- Challenge -
Rescale the stretch of records from the line containing "Target = cumulus cloud" through the end of the records by repeating every line, requests included, with each x and y coordinate in the answers multiplied by 2.1 and rounded to a whole number, halves up. Return only those lines.

- Raw data -
============================================================
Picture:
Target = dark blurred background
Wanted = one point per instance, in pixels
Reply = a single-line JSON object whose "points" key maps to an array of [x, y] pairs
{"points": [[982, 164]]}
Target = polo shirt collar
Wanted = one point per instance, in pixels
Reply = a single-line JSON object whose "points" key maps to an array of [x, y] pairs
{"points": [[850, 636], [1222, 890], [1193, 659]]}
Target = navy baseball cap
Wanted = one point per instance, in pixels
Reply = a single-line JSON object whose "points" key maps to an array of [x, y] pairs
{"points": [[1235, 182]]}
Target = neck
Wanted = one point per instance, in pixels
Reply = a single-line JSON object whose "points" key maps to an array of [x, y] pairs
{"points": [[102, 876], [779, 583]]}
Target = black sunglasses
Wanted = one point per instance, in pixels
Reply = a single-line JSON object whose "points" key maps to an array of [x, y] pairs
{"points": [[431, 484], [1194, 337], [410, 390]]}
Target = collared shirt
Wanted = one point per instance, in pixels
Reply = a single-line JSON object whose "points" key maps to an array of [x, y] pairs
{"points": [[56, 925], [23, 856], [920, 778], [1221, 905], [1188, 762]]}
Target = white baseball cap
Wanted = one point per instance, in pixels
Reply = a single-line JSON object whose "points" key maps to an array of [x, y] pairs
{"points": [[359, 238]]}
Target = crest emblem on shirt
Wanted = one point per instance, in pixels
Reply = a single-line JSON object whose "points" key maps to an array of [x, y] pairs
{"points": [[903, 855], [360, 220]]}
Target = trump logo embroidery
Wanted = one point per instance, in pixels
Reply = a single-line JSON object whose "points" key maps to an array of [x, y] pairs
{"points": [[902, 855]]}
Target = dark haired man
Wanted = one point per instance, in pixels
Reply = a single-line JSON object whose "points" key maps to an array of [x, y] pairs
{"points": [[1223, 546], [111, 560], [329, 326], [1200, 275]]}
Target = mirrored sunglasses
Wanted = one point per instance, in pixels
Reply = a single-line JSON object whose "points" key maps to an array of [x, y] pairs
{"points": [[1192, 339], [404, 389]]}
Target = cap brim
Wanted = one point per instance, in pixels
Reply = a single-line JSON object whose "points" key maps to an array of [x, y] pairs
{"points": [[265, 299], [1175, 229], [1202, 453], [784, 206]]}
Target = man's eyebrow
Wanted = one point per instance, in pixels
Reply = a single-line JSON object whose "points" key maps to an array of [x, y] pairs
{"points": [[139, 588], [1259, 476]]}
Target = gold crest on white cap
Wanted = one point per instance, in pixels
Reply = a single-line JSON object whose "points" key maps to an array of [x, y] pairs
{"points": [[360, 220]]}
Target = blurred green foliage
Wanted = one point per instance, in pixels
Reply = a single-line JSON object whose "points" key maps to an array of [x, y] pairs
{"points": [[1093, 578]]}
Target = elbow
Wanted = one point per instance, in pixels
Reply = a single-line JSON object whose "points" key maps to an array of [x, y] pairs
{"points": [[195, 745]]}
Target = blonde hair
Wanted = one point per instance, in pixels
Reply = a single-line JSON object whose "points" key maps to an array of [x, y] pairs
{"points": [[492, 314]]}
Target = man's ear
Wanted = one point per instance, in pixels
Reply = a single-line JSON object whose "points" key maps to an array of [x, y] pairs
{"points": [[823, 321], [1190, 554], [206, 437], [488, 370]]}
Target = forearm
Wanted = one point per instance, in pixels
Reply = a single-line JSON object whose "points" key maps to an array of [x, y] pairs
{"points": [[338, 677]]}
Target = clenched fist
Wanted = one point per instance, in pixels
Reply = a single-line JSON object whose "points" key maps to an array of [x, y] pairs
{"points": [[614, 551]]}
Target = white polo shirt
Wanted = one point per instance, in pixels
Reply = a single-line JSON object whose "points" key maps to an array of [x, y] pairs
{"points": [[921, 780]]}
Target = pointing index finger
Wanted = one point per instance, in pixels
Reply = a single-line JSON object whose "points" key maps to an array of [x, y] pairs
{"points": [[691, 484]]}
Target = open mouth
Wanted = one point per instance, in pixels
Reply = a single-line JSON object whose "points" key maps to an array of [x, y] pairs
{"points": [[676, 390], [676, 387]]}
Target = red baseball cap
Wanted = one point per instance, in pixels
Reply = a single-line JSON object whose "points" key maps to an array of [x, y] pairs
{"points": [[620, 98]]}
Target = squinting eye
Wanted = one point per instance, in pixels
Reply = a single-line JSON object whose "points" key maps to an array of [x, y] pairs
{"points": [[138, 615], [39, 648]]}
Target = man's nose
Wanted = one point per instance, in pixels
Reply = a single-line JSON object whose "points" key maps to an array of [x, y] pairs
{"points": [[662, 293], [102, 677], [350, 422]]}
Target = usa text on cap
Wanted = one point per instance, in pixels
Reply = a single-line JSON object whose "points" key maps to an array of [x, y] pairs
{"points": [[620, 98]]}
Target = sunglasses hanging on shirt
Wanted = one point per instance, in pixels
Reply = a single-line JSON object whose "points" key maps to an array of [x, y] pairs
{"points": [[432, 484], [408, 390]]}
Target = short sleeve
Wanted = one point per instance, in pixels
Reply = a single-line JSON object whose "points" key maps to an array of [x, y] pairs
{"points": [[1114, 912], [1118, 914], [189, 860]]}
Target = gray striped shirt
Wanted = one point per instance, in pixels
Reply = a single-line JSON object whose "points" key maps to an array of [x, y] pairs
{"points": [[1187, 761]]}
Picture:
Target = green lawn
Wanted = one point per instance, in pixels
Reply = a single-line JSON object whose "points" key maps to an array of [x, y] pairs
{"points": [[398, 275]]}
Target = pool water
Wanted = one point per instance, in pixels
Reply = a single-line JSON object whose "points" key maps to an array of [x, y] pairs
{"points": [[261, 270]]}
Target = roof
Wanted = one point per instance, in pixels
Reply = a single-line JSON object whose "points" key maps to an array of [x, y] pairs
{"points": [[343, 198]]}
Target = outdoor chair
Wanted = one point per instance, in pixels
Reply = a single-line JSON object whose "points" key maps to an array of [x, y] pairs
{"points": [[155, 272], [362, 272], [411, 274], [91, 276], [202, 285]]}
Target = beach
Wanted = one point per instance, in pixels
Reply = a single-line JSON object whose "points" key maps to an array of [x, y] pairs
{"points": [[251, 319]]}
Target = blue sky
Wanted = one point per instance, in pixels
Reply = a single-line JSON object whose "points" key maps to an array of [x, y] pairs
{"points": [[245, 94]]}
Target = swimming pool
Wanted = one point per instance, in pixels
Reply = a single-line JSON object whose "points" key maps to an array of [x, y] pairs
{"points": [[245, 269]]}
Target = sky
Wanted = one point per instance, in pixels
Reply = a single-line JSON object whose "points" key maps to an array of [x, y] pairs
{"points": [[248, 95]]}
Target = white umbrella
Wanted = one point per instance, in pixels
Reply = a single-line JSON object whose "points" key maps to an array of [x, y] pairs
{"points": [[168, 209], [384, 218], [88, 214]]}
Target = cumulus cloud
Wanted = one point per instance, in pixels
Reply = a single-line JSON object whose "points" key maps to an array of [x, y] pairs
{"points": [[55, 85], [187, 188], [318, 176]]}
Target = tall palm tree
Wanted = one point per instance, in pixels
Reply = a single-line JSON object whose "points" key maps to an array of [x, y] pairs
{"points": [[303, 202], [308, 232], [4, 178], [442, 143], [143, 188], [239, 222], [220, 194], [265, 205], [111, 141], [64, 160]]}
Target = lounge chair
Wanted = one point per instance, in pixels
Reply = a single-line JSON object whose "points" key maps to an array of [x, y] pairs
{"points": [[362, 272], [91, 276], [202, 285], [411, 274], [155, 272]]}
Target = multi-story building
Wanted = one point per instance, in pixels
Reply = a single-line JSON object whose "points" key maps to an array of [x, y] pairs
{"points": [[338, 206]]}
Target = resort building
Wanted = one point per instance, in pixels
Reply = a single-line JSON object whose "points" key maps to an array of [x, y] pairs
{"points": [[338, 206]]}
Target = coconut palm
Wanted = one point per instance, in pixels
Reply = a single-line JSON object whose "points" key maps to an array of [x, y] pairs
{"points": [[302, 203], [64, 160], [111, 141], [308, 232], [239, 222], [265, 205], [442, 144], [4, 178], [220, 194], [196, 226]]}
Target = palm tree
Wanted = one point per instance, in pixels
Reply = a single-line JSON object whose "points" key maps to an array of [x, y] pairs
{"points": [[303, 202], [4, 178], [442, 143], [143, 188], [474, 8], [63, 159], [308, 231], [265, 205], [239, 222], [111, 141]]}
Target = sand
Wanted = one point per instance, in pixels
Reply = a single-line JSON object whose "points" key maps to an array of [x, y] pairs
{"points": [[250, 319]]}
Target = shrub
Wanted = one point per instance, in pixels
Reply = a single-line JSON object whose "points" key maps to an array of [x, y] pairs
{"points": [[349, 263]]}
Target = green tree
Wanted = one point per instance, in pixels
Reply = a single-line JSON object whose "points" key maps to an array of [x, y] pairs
============================================================
- Response for this exercise -
Target = cumulus cloud
Wanted = one point per instance, in pixels
Reply = a single-line JSON object whose "points" key maps to an array of [x, y] pairs
{"points": [[116, 179], [393, 395], [668, 370]]}
Target = tall palm tree
Wanted = one point per instance, in pixels
Reply = a single-line JSON object whose "points" key maps to an array of [x, y] pairs
{"points": [[636, 424], [647, 487], [8, 374], [928, 300], [300, 395], [502, 466], [462, 407], [557, 431], [233, 296], [134, 336]]}
Target = lounge chair
Wanted = one point per instance, in pixels
Reply = a single-line JSON object whose "points" key maps to an array of [x, y] pairs
{"points": [[760, 571], [191, 580], [424, 599], [863, 575], [326, 571]]}
Target = multi-story building
Wanted = one point per instance, in pixels
Reply = a single-line JSON object whose "points" key maps to an array of [x, y] pairs
{"points": [[710, 433]]}
Target = resort building
Wanted = one point per instance, in pixels
Reply = a single-line JSON object whose "points" key maps to an array of [x, y] pairs
{"points": [[710, 433]]}
Target = coconut palm
Wanted = one point per instance, in pixels
Reply = a single-line JSON object whose "points" key maps to an array of [x, y] pairs
{"points": [[634, 426], [134, 336], [233, 296], [647, 487], [502, 466], [557, 431], [928, 302], [8, 374], [462, 407], [412, 475]]}
Target = palm tree
Wanted = one point per instance, in pixels
Reply = a single-line JSON object whose "points" key maps to an array of [x, y] pairs
{"points": [[636, 424], [8, 374], [928, 300], [300, 395], [995, 17], [132, 334], [647, 485], [557, 431], [502, 466], [233, 296]]}
Target = sand
Wanted = one point per instance, in pixels
Reply = a single-line JSON object whose "points" key maps to an array of [x, y] pairs
{"points": [[525, 670]]}
Target = shrub
Wanted = one point per instance, in pixels
Reply = a single-line JSON object whose "points" key maps to an array of [x, y] pairs
{"points": [[733, 552]]}
Target = green tree
Wanted = one point per instance, in pixels
Reply = a single-line JSON object whose "points" key maps to an array of [x, y] pairs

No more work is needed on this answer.